**Gestelde opdrachten:**
A) Beantwoord uit de tekst over het kort geding de volgende vragen, elk op een eigen regel:
(i) In welke maand en welk jaar maakte [eiser] het kort geding aanhangig?
(ii) Voor welk bedrag moest de bankgarantie worden gesteld?
(iii) Welk model was aan het proces-verbaal van 21 juni 2007 gehecht?
B) Zet de tekst over het kort geding voort vanaf het punt waar die ophoudt.

━━ Tekst pagina

2.5. [eiser] heeft in juni 2007 een kort geding tegen [gedaagde] aanhangig gemaakt waarin hij opheffing van het beslag vorderde. Ter gelegenheid van de behandeling van het kort geding is een vaststellingsovereenkomst tussen partijen tot stand gekomen. De overeenkomst luidt:
“[…]
1. Partij [eiser] zal ten behoeve van partij [gedaagde] een bankgarantie doen stellen door een gerenomeerde Nederlandse bankinstelling overeenkomstig het aan dit proces-verbaal gehechte model, zulks voor een bedrag van € 15.000,-.
2. […]
3. Zodra de onder 1 bedoelde bankgarantie is gesteld zal het door partij [gedaagde] ten laste van partij [eiser] gelegde loonbeslag onder COA worden opgeheven.
4. Partij [gedaagde] zal van deze onvoorwaardelijke opheffing van het beslag kennis doen geven door zijn advocaat per brief aan het COA met afschrift daarvan aan mr. Rijntjes,
[…]”
2.6. Het aan het proces-verbaal van 21 juni 2007 gehechte model is het Rotterdams bankgarantieformulier.

━━━━
━━ Uittreksel gegevens

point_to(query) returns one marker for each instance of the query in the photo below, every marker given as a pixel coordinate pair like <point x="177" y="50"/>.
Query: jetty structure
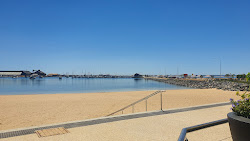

━━━━

**Antwoorden per opdracht:**
A)
(i) Juni 2007
(ii) € 15.000,-
(iii) Het Rotterdams bankgarantieformulier

B)
2.7. Op 10 juli 2007 heeft [eiser] ten kantore van mr. Tubbergen een originele bankgarantie afgegeven die is opgesteld door de Rabobank te Dordrecht conform het model van de Nederlandse Vereniging van Banken 1999 (verder: het NVB-model).
2.8. Het COA heeft tot oktober 2007 het onder het conservatoir beslag ingehouden loon periodiek op de derdengeldrekeningen van de respectievelijke Stichtingen Beheer Derdengelden van mr. Tubbergen gestort. Het totaal van deze betalingen bedraagt ten minste € 21.000.
2.9. Bij brief gedateerd op 24 mei 2007 heeft mr. Tubbergen aan het COA in antwoord op diens brief van 10 december 2007 meegedeeld:
“De door uw organisatie via de derdenrekening of rechtstreeks aan de heer [gedaagde] uitbetaalde bedragen zijn natuurlijk rechtstreeks in het vermogen van de heer [gedaagde] gevallen en deze is niet gehouden daaromtrent enige verklaring noch enig “schriftelijk stuk” aan het COA te verstrekken”.
2.10. Tot op heden heeft [gedaagde] het conservatoir loonbeslag onder de werkgever van [eiser] niet opgeheven en heeft hij de door [eiser] afgegeven originele bankgarantie in zijn bezit.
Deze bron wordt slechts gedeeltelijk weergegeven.